→ Article:
= = = =
Fwd: definition of "unlinkable data" in the Compliance spec from Ed Felten on 2012-09-18 (public-tracking@w3.org from September 2012)

From: Ed Felten <ed@felten.com>
Date: Tue, 18 Sep 2012 11:05:35 -0400
To: "<public-tracking@w3.org>" <public-tracking@w3.org>
Message-ID: <CANZBoGh8N0eTRxG37-YEt9TNOuvY+xFHVAmOOqRZRVxXzbsb2Q@mail.gmail.com>

Sorry to repost this, but nobody has answered any of my questions about
Option 1 for the unlinkability definition.

Note to proponents of Option 1 (if any): If nobody can explain or clarify
Option 1, that will presumably be used as an argument against Option 1 when
decision time comes.

---------- Forwarded message ----------
From: Ed Felten <ed@felten.com>
Date: Thu, Sep 13, 2012 at 5:03 PM
Subject: definition of "unlinkable data" in the Compliance spec
To: "<public-tracking@w3.org>" <public-tracking@w3.org>

I have some questions about the Option 1 definition of "Unlinkable Data",
section 3.6.1 in the Compliance spec editor's draft.   The definition is as
follows [fixing typos]:

A party renders a dataset unlinkable when it:
1. takes commercially reasonable steps to de-identify data such that there
is confidence that it contains information which could not be linked to a
specific user, user agent, or device in a production environment
[2. and 3. aren't relevant to my questions]

I have several questions about what this means.
(A) Why does the definition talk about a process of making data unlinkable,
instead of directly defining what it means for data to be unlinkable?  Some
data needs to be processed to make it unlinkable, but some data is
unlinkable from the start.  The definition should speak to both, even
though unlinkable-from-the-start data hasn't gone through any kind of
process.  Suppose FirstCorp collects data X; SecondCorp collects X+Y but
then runs a process that discards Y to leave it with only X; and ThirdCorp
collects X+Y+Z but then minimizes away Y+Z to end up with X.  Shouldn't
these three datasets be treated the same--because they are the same
X--despite having been through different processes, or no process at all?
= = = =
→ Given exercise 1:
Repeat the unlinkable-data message word for word from "I have some" to "what this means.".
→ Given exercise 2:
Carry on the unlinkable-data message from the point where it stops.
The data after the unlinkable-data message isn't needed.

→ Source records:
= = = =
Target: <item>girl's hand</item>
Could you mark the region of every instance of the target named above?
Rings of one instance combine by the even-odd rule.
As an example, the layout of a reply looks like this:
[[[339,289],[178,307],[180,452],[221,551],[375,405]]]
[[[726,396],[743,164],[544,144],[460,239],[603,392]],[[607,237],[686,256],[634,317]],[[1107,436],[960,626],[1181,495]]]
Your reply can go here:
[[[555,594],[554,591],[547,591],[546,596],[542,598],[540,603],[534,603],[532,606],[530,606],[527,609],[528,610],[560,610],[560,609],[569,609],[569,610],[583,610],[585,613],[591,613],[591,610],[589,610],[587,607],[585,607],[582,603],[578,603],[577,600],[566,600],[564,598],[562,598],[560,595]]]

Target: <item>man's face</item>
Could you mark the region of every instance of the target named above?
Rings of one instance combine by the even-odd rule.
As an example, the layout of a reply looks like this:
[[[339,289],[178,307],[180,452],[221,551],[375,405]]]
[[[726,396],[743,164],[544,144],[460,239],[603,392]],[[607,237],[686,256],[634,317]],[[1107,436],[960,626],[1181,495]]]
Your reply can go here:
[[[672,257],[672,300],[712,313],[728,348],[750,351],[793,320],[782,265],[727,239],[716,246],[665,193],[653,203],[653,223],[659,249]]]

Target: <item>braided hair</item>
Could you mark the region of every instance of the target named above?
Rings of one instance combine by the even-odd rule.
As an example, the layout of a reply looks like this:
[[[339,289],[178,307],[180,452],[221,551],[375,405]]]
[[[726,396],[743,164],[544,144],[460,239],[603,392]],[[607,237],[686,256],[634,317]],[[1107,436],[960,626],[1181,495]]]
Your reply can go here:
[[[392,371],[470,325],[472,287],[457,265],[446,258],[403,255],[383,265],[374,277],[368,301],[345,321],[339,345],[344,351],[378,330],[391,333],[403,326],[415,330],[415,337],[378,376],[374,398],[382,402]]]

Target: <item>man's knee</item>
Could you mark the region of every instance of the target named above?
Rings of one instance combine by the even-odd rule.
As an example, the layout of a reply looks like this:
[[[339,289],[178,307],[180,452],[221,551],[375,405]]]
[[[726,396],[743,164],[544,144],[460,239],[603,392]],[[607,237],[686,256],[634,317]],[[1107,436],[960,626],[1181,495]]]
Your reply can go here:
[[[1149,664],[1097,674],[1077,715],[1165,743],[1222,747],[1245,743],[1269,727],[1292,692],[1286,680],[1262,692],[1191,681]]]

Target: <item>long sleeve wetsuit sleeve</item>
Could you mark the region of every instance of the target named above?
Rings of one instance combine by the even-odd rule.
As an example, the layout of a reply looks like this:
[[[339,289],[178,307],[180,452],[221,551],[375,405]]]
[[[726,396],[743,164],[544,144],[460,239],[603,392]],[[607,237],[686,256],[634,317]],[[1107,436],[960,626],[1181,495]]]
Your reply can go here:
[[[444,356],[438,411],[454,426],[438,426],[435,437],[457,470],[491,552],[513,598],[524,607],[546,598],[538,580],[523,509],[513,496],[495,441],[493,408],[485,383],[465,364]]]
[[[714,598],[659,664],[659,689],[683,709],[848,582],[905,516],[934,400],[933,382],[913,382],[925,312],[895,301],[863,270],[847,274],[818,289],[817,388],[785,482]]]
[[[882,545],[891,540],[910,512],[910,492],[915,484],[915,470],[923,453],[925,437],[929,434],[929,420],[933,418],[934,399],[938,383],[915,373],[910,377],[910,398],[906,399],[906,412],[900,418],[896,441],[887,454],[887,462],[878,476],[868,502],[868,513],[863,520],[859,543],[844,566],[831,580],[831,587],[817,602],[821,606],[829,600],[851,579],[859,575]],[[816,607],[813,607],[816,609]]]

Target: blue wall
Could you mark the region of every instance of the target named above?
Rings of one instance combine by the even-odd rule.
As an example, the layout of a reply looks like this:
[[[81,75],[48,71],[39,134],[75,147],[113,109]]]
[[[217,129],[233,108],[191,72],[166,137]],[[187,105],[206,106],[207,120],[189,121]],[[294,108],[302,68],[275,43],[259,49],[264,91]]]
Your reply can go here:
= = = =
→ Output 1:
I have some questions about the Option 1 definition of "Unlinkable Data",
section 3.6.1 in the Compliance spec editor's draft.   The definition is as
follows [fixing typos]:

A party renders a dataset unlinkable when it:
1. takes commercially reasonable steps to de-identify data such that there
is confidence that it contains information which could not be linked to a
specific user, user agent, or device in a production environment
[2. and 3. aren't relevant to my questions]

I have several questions about what this means.

→ Output 2:
(B) Why "commercially reasonable" rather than just "reasonable"?  The term
"reasonable" already takes into account all relevant factors.  Can somebody
give an example of something that would qualify as "commercially
reasonable" but not "reasonable", or vice versa?  If not, "commercially"
only makes the definition harder to understand.
(C) "there is confidence" seems to raise two questions.  First, who is it
that needs to be confident?  Second, can the confidence be just an
unsupported gut feeling of optimism, or does there need to be some valid
reason for confidence?  Presumably the intent is that the party holding the
data has justified confidence that the data cannot be linked, but if so it
might be better to spell that out.
(D) Why "it contains information which could not be linked" rather than the
simpler "it could not be linked"?  Do the extra words add any meaning?
(E) What does "in a production environment" add?  If the goal is to rule
out results demonstrated in a research environment, I doubt this language
would accomplish that goal, because all of the re-identification research I
know of required less than a production environment.  If the goal is to
rule out linking approaches that aren't at all practical, some other
language would probably be better.

(I don't have questions about the meaning of Option 2; which shouldn't be
interpreted as a preference for or against Option 2.)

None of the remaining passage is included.